Belge bölümü:
Haçlı ağzıyla Kur'an düşmanlığı

Türk’ü bu coğrafyadan atmak ve Filistin’de bir İsrail devleti kurmak isteyen Haçlı-Siyon ittifakı ilk sopayı Çanakkale’de yedi.

İkinci Dünya Savaşı’nda Almanya gibi bir ülke, “Pes, teslim oldum!” demesine rağmen, masasında Sevr’i bulan Türk milleti, “Ya istiklal ya ölüm” resti çekti, o yaralı-bereli, o aç ve çıplak ve o iç isyanlarla hançerlenen haliyle İngiliz’inden İtalyan’ına, Fransız’ından Yunan’ına kadar vatanına basan bütün ayakları kırdı, istilâcı bütün pislikleri denize kadar sürdü süpürdü.
Ve bu millet Sevr’i Kur’an’dan aldığı ilhamla yırttı.

Bunu biz söylemiyoruz, bunu, “Hasta Adam” Osmanlı’yı tarihten silmek için varını yoğunu ortaya koyan İngiliz İmparatorluğu’nun Sömürgeler Bakanı Lordlar Kamarası’nda elinde tuttuğu Kur’an’la söylüyor:

“- Bu Kur’an, Türklerin elinde olduğu sürece onlara tam hakim olamayız. Ya Kur’an’ı onların elinden almalı, ya onları bu kutsal kitaplarından soğutmalıyız!”
Atatürk ve Meclis de bütün hücrelerine kadar bunun böyle olduğunu biliyorlardı ki, Mehmet Akif’in, “Hakkıdır Hakk’a tapan milletimin istiklâl” diyerek düğüm attığı şiirini avuçları patlarcasına alkışlayarak ve göz yaşları içerisinde Türk milletinin, genç Türkiye Cumhuriyeti’nin İstiklal Marşı olarak kabul ettiler.

Türk’ün bu son zaferi öyle zannedildiği gibi yalnızca Fransız’ın, İtalyan ve İngiliz’in Maraş’tan, Adana’dan, Urfa’dan, Antep ve İstanbul’dan sökülüp atılması ve Yunan’ın denize dökülmesi ile neticelenmedi.
Ya ne oldu?
Ne olduğunu Suat İlhan rakamlarla söylüyor:
“- Atatürk devriminden, yani 1920’den önce, bugün Batı dediğimiz medeniyetin elindeki topraklar, 25 milyon mil kare idi. 1993’te bu rakam 12,7 milyon mil kareye, yani yarısına düşmüştür. İslâm dünyası ise 1920’de 1.8 milyon mil kare üzerinde egemenlik sahibiydi. 1993’te İslam dünyasının sahip olduğu topraklar 11 milyon mil kareye yükselmiştir.”

Alıntılanan veriler:
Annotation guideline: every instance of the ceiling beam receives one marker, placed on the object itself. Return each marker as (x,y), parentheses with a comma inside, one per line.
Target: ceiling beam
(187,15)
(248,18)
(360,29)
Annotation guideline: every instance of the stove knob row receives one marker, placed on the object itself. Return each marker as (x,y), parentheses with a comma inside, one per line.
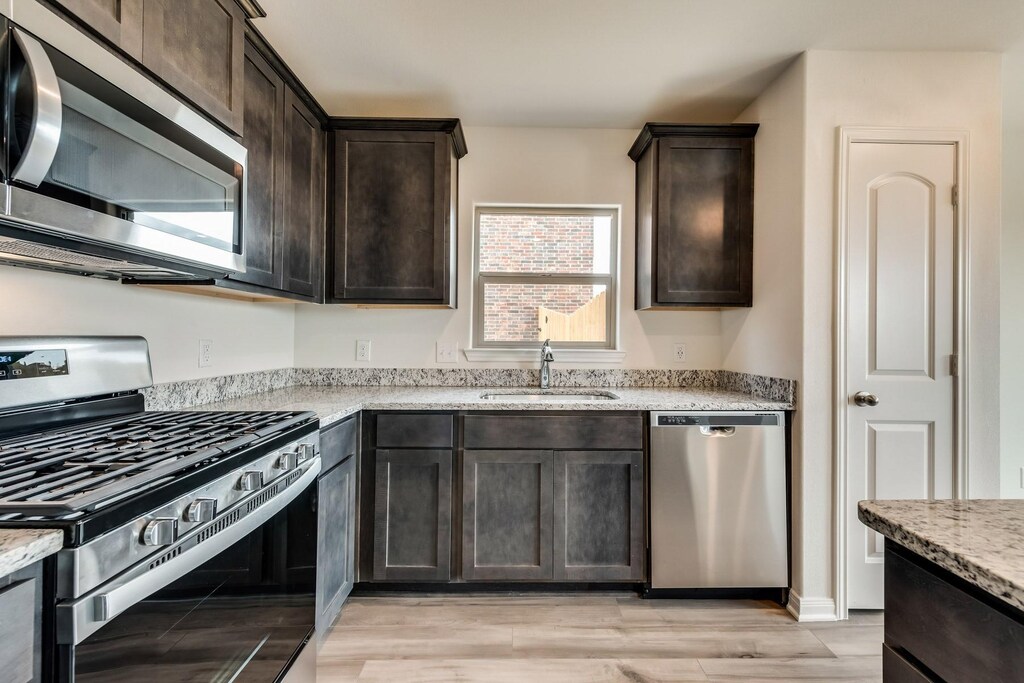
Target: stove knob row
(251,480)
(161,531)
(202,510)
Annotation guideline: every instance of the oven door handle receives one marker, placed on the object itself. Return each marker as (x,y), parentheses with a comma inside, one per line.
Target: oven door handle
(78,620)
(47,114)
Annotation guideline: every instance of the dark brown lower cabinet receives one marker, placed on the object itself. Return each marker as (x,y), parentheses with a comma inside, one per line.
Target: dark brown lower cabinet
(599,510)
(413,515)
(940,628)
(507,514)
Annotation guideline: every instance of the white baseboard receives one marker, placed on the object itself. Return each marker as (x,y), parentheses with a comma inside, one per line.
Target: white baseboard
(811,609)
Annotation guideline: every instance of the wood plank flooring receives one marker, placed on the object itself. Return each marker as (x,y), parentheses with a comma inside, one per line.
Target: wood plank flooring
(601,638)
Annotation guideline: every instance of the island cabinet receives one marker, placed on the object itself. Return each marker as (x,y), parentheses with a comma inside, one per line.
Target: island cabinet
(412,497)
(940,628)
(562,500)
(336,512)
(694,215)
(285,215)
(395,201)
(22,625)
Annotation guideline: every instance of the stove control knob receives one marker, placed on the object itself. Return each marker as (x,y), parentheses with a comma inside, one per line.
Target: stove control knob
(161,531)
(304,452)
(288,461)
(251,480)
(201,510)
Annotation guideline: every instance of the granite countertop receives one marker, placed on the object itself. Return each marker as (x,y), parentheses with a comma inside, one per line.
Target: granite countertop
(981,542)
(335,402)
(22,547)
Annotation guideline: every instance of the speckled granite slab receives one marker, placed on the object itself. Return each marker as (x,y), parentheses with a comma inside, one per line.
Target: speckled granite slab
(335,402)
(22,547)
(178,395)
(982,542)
---
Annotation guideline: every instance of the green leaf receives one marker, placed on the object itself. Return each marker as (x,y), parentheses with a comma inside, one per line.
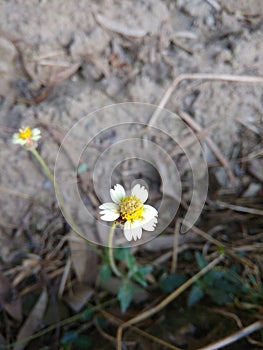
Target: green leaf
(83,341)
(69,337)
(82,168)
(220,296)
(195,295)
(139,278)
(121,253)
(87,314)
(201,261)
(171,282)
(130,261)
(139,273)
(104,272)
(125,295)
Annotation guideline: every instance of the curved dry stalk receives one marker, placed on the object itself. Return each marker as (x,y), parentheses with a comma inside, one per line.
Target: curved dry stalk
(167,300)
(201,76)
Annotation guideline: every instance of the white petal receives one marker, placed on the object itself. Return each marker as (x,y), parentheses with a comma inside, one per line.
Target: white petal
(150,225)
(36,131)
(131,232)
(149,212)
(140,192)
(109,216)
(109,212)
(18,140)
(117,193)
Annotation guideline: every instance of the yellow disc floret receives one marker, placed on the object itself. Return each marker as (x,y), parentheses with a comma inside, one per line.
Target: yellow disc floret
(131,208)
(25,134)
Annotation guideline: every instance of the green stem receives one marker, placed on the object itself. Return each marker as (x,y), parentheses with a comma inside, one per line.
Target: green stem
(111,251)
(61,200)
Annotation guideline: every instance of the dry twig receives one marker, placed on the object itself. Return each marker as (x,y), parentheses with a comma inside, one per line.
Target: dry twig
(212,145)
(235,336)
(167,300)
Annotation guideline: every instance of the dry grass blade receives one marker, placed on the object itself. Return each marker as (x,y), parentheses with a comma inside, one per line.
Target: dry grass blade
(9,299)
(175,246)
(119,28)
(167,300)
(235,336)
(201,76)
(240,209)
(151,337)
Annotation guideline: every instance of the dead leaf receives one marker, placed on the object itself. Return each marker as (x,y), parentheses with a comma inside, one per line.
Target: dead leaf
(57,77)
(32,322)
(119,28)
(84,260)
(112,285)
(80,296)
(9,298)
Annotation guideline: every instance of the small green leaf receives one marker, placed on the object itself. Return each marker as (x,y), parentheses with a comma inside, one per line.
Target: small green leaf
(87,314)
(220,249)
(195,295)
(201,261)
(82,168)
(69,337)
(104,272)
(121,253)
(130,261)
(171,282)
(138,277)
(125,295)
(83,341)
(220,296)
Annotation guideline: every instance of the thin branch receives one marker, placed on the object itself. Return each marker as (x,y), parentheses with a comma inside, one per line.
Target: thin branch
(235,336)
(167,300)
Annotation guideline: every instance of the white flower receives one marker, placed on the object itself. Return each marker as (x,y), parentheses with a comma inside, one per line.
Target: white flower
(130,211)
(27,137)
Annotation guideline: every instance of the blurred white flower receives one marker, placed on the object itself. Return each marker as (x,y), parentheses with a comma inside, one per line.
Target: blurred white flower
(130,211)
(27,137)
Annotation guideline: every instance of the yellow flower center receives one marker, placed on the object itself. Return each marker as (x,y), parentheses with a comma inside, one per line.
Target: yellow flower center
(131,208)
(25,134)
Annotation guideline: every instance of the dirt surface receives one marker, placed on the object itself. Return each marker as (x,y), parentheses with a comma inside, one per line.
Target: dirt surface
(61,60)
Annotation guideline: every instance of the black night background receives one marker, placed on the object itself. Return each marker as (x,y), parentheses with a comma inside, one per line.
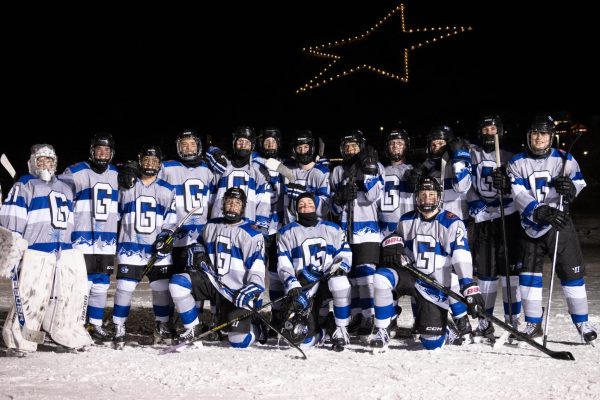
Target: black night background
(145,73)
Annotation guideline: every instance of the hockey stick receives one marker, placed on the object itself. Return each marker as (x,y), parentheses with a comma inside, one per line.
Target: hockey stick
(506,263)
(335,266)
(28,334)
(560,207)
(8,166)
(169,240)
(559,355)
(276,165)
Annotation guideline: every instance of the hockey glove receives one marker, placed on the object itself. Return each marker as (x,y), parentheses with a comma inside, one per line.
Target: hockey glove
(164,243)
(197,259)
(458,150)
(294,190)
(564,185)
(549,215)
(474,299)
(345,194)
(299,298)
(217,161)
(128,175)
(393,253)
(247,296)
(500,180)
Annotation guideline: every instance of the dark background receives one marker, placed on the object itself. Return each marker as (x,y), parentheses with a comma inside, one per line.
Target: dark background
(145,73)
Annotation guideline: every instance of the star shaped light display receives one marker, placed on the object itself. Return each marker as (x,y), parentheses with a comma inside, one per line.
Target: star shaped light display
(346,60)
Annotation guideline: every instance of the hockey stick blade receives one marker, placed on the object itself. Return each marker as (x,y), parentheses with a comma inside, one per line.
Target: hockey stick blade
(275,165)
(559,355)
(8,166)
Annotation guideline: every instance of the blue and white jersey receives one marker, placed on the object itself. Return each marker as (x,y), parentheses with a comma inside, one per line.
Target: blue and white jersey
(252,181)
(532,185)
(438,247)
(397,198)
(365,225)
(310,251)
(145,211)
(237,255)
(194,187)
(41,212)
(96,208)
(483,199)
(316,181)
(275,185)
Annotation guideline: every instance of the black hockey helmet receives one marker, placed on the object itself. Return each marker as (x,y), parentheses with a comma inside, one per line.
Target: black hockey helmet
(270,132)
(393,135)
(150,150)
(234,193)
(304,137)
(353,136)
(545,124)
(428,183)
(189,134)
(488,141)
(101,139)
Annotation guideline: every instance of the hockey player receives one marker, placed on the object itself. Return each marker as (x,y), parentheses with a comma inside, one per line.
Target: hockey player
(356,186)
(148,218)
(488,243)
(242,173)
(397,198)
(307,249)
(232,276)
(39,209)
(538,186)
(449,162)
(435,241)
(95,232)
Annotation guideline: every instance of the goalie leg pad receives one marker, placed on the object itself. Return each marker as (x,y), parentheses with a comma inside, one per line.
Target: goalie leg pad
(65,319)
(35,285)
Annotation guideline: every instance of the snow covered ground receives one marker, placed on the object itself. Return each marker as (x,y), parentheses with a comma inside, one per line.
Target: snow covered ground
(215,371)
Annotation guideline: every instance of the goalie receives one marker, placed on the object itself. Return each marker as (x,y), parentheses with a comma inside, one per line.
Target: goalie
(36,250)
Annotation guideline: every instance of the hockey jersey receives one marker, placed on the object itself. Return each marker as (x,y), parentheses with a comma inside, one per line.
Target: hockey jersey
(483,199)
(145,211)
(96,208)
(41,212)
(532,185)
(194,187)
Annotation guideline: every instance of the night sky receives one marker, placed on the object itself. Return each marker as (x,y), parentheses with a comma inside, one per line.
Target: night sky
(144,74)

Görev tanımı:
Belge bölümünde Suat İlhan'dan aktarılan rakamlara göre İslam dünyası 1920'de kaç mil kare toprak üzerinde egemenlik sahibiydi?

Görevin yanıtı:
1.8 milyon mil kare.